◆ **EXERCISE INSTRUCTIONS**
Please render this sentence from the 1950 South Dakota Coyotes passage into Spanish: "They played their home games at Inman Field in Vermillion, South Dakota."

◆ **DOCUMENT PASSAGE**
- Conference: North Central Conference
- Record: 4–5 (3–3 NCC)
- Head coach: Harry Gamage (12th season);
- Home stadium: Inman Field

= 1950 South Dakota Coyotes football team =

American college football season

The 1950 South Dakota Coyotes football team was an American football team that represented the University of South Dakota as a member of the North Central Conference (NCC) during the 1950 college football season. In their 12th season under head coach Harry Gamage, the Coyotes compiled a 4–5 record (3–3 against NCC opponents), finished in fifth place out of seven teams in the NCC, and were outscored by a total of 230 to 201. They played their home games at Inman Field in Vermillion, South Dakota.

◆ **RECORD LIST**
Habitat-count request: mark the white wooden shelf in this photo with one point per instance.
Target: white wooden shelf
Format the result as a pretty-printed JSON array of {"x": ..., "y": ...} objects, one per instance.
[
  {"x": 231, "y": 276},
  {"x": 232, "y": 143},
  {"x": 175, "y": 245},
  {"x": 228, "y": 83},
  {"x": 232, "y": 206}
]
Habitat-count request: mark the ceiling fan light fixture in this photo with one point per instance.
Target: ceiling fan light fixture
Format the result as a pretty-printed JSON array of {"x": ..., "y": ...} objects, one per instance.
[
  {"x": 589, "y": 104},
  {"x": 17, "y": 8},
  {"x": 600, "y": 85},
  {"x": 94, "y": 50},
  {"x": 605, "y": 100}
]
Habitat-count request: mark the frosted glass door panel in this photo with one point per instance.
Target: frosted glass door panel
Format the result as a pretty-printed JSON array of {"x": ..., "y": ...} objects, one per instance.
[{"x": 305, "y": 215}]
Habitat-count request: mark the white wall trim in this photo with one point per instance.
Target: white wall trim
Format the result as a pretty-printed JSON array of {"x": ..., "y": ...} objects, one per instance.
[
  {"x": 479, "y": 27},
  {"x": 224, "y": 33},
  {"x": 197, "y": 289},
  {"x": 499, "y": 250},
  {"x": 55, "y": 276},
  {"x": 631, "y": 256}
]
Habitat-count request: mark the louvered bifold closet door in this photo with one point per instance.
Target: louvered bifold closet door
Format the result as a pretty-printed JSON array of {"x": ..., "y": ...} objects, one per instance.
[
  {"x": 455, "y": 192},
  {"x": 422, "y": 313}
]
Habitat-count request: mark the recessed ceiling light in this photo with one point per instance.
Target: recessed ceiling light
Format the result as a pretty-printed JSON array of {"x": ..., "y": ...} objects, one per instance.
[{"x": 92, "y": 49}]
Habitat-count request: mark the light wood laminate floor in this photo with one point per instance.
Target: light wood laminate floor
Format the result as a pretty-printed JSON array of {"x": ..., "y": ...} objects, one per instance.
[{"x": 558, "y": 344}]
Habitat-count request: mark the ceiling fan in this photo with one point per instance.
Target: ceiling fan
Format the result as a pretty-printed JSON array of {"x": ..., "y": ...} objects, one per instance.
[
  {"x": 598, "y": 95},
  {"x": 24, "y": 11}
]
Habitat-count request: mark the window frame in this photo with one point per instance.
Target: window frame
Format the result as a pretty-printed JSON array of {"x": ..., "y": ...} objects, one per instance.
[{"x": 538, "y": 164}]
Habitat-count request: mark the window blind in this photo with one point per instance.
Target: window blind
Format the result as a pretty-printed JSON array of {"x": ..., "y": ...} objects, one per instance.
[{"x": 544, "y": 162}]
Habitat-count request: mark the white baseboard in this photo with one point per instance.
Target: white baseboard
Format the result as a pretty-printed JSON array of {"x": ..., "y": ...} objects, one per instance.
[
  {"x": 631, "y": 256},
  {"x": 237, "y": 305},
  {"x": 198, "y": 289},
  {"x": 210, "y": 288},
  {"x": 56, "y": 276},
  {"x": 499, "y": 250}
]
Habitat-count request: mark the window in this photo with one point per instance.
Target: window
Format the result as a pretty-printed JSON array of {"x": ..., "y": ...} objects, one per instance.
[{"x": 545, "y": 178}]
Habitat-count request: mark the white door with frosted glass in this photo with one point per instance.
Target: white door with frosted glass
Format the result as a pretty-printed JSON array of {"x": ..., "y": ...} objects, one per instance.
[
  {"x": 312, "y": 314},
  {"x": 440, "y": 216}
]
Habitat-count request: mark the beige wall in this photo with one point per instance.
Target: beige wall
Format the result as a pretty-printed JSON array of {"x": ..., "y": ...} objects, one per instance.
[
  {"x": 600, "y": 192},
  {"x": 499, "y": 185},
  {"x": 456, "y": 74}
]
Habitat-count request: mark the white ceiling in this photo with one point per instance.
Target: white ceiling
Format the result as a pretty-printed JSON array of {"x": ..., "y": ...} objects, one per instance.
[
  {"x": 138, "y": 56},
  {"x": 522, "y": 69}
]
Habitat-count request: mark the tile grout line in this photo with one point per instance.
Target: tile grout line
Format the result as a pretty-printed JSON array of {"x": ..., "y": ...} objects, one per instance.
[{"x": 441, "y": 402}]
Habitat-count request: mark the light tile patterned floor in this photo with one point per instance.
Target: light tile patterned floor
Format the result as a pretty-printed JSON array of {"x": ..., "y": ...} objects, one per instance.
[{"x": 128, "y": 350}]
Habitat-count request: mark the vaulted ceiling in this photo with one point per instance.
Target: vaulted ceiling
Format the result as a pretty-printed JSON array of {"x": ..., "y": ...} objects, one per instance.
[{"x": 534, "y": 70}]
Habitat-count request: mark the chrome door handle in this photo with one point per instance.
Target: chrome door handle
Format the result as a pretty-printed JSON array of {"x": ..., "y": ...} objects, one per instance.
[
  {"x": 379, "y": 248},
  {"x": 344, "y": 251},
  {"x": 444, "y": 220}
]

◆ **TASK ANSWER**
Jugaron sus partidos como locales en Inman Field, en Vermillion, Dakota del Sur.